Task instructions:
For the listing below, output exactly the lines from the line with "Target: bird's wing" up to and including the line with "Place one point per instance of the speckled", and no other lines.

§

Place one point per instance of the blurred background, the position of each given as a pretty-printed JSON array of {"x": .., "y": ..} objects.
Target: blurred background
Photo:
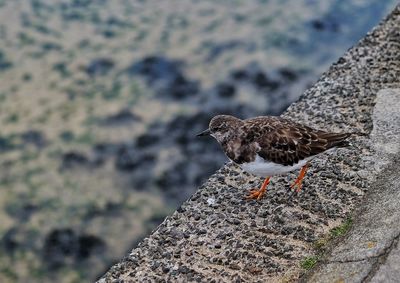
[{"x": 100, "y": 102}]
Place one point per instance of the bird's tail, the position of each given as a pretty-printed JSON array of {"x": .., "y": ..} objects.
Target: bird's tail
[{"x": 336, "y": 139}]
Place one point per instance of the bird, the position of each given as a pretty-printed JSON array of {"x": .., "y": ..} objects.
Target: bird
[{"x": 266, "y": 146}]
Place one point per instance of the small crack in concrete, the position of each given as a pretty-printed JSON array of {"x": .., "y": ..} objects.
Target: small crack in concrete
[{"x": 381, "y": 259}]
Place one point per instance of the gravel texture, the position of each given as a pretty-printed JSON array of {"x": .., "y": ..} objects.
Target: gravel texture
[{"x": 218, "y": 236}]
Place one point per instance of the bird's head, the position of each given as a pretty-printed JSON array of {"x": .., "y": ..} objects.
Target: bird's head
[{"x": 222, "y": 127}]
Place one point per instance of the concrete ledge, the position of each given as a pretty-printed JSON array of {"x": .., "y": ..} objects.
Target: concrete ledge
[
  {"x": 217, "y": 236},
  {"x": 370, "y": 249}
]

§

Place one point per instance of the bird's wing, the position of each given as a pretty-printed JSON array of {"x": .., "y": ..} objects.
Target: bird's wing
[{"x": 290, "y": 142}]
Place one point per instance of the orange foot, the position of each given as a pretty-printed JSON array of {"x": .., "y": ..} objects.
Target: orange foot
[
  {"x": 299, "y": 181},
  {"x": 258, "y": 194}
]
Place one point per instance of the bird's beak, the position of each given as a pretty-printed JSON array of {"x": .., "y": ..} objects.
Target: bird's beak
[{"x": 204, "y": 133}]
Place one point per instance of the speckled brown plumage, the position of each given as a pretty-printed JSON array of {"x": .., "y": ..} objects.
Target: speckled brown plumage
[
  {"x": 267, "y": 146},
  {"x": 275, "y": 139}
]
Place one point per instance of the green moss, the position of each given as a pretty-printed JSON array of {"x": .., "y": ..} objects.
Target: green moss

§

Task result:
Target: bird's wing
[{"x": 290, "y": 142}]
Place one point per instance of the orange foot, the position of each given as a pretty-printed JSON array of {"x": .., "y": ..} objects.
Target: orange foot
[
  {"x": 299, "y": 181},
  {"x": 258, "y": 194}
]
Place one point per instance of the bird's beak, the position of each given as a pretty-printed JSON array of {"x": .., "y": ..} objects.
Target: bird's beak
[{"x": 204, "y": 133}]
Place one point per instance of the speckled brown plumage, the position of each given as a pretty-printed JSON array of {"x": .., "y": ..} objects.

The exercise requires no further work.